Les ventes de l’île aux dix pays de l’Association des nations de l’Asie du Sud-Est ont atteint 80,8 milliards de dollars, un bond notable par rapport aux 51,3 milliards de dollars de 2016 .

Au cours du mandat de Mme Tsai, Taïwan a également augmenté de manière significative son commerce extérieur avec l’Union européenne et renforcé son commerce bilatéral avec des pays tels que le Japon, la Corée du Sud, l’Australie, l’Inde et le Mexique.

Le PDG de TSMC ( Taiwan Semiconductor Manufacturing Company) s’adresse à des investisseurs (CNA Photo)

Si la majorité des investissements étrangers sortants taïwanais continuent d’aller vers la Chine, le stock total situé dans le reste du monde est passé de 25 à 28% depuis 2016.

Plus important encore, les investissements entrants consentis par Taïwan ont atteint leur plus haut niveau en 15 ans, à 13,3 milliards de dollars l’année dernière, avec le Danemark, les Territoires britanniques des Caraïbes, le Japon, l’Australie et les Pays-Bas en tête de peloton. Les investissements de la Chine se sont élevés à seulement 38,7 millions de dollars.

Les entreprises technologiques taïwanaises, fleurons de l’économie de l’île, ont également réussi à concilier les demandes des clients étrangers de délocaliser la production à l’étranger pour des raisons géopolitiques et la nécessité de conserver le cœur de l’activité dans le pays.

Et même si l’économie taïwanaise est aujourd’hui moins performante, les entreprises locales renforcent leur présence à l’étranger tandis que les entreprises étrangères en font de même sur l’île.

Taiwania 2, le super ordinateur de Nvidia (Source Nvidia)

• [Énoncé 1]
Recopiez le passage de l’article sur l’économie taïwanaise allant de « Plus important encore, les » jusqu’à « Nvidia (Source Nvidia) ».
• [Énoncé 2]
Répondez brièvement à ces questions sur l’article consacré à l’économie taïwanaise.
(a) À combien se sont élevées les ventes de l’île aux dix pays de l’Association des nations de l’Asie du Sud-Est ?
(b) Comment a évolué, depuis 2016, la part du stock d’investissements sortants située hors de Chine ?
(c) Avec quels pays Taïwan a-t-il renforcé son commerce bilatéral sous le mandat de Mme Tsai ?
• [Énoncé 3]
Rédigez la suite de l’article sur l’économie taïwanaise à partir de l’endroit où il s’arrête.
Les données qui suivent n’ont aucun lien avec ce texte.

• [Section de données]
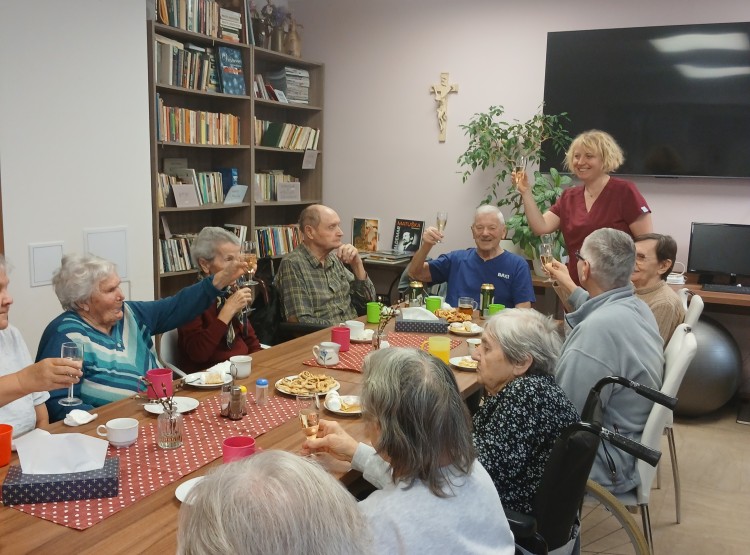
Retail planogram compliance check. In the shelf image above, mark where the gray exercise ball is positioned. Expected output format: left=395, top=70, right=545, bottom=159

• [Réponse rédigée 1]
Plus important encore, les investissements entrants consentis par Taïwan ont atteint leur plus haut niveau en 15 ans, à 13,3 milliards de dollars l’année dernière, avec le Danemark, les Territoires britanniques des Caraïbes, le Japon, l’Australie et les Pays-Bas en tête de peloton. Les investissements de la Chine se sont élevés à seulement 38,7 millions de dollars.

Les entreprises technologiques taïwanaises, fleurons de l’économie de l’île, ont également réussi à concilier les demandes des clients étrangers de délocaliser la production à l’étranger pour des raisons géopolitiques et la nécessité de conserver le cœur de l’activité dans le pays.

Et même si l’économie taïwanaise est aujourd’hui moins performante, les entreprises locales renforcent leur présence à l’étranger tandis que les entreprises étrangères en font de même sur l’île.

Taiwania 2, le super ordinateur de Nvidia (Source Nvidia)

• [Réponse rédigée 2]
(a) Elles ont atteint 80,8 milliards de dollars, contre 51,3 milliards de dollars en 2016.
(b) Elle est passée de 25 à 28 %.
(c) Avec le Japon, la Corée du Sud, l’Australie, l’Inde et le Mexique.

• [Réponse rédigée 3]
La Taiwan Semiconductor Manufacturing Company qui est, en 2021, la plus importante fonderie de semiconducteurs indépendante au monde, en est un bon exemple. Berkshire Hathaway, la société de Warren Buffett, a récemment vendu sa participation dans TSMC par crainte que la Chine n’attaque l’île.

TSMC travaille sur des projets aux États-Unis et au Japon et envisage d’investir en Allemagne, mais son président Mark Liu a déclaré le 6 juin que 90% de la capacité de production de l’entreprise resterait à Taïwan.

Taipei se démène pour devenir un rouage indispensable au fonctionnement de l’économie mondiale. Le souhait de l’île est qu’une éventuelle invasion par la Chine se révèle trop coûteuse économiquement parlant pour la communauté internationale, y compris pour le continent chinois, et que cela freine les dirigeants communistes de Pékin.

Des géants étrangers de la tech semblent adhérer à la stratégie taiwanaise. La société américaine Nvidia — qui est l’un des principaux fournisseurs de systèmes informatiques pour l’intelligence artificielle — est prête à construire deux superordinateurs à Taiwan.

Le constructeur danois de composants semi-conducteurs ASML Holding, le premier fabriquant de machines de lithographies pour la fabrication de semi-conducteurs, devrait, selon les rapports recevoir 9,27 millions de dollars de subventions de Taiwan pour son projet « 2-nanomètres » à New Taïpei City.

De leur côté, les industriels taïwanais de la tech étendent leurs opérations partout dans le monde. En plus des investissements de TSMC aux Etats-Unis et au Japon, Foxconn va commencer à produire des IPhones dans l’état indien du Karnataka d’ici avril 2024, ont annoncé les autorités locales le premier juin.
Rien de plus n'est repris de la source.